**WORK TO COMPLETE**
Rewrite everything in the entries from the line containing "of the green" down to the line containing "Query: green and white glove", both included, as a Markdown table with the columns Row and Entry line. Omit blank lines and leave the pictures out of the table.

**INPUT RECORDS**
--- start ---

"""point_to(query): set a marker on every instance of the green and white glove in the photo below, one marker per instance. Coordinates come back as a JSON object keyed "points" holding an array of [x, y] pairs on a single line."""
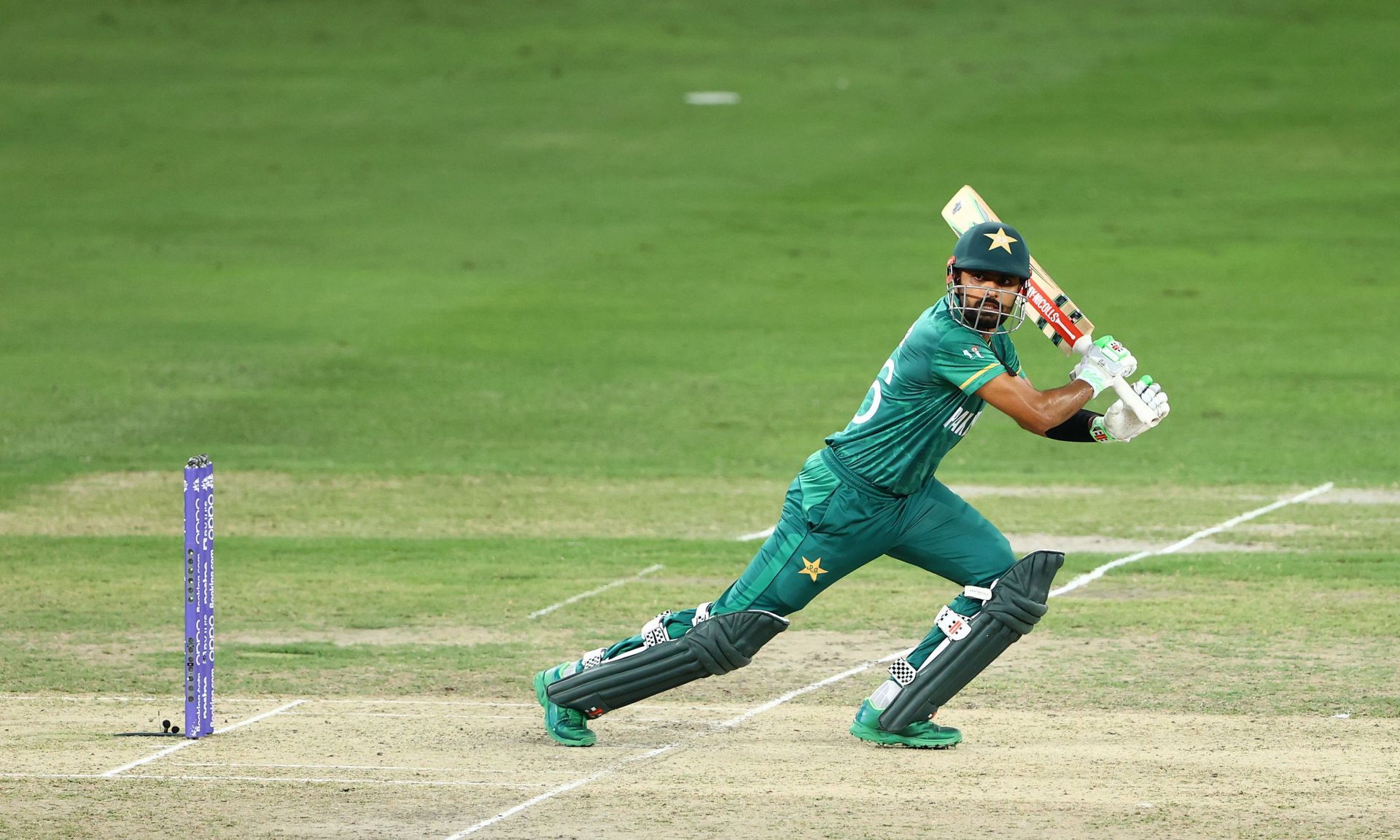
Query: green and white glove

--- end ---
--- start ---

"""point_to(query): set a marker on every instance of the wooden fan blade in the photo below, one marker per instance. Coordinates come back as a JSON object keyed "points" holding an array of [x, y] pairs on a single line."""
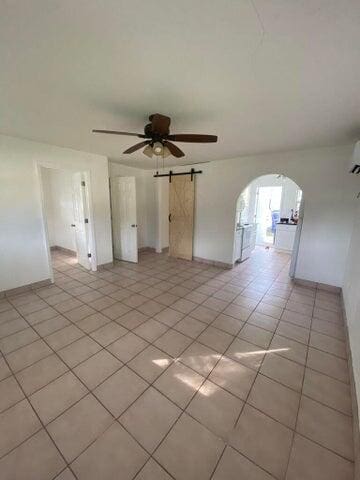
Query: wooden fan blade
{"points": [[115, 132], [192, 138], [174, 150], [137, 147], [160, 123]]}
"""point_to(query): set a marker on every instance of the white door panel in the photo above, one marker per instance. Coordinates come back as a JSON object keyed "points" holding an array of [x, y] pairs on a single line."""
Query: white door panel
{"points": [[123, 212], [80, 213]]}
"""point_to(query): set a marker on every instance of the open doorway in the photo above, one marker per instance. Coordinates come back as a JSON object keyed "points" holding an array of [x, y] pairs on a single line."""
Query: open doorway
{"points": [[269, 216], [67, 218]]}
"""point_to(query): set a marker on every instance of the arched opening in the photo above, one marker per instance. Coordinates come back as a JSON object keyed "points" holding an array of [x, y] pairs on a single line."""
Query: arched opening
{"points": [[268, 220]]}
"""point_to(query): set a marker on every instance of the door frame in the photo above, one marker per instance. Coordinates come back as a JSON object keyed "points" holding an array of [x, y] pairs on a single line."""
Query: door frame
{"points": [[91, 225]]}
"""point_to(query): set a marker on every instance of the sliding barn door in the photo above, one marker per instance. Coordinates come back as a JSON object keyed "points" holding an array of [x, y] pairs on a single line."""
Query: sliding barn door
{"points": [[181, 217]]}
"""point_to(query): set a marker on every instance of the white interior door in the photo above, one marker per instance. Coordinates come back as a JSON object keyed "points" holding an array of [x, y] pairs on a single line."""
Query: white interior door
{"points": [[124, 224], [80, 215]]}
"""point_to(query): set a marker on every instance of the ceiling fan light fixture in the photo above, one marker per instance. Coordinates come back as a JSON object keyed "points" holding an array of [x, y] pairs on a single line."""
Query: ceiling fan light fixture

--- end ---

**SOLUTION TO THE PROBLEM**
| Row | Entry line |
|---|---|
| 1 | """point_to(query): set a marker on every instance of the green and white glove in the photo below, one marker per instance. Coordinates come back as a JSON object keyed "points" holding an array of [x, y] pairs on a single line.""" |
| 2 | Query: green and white glove |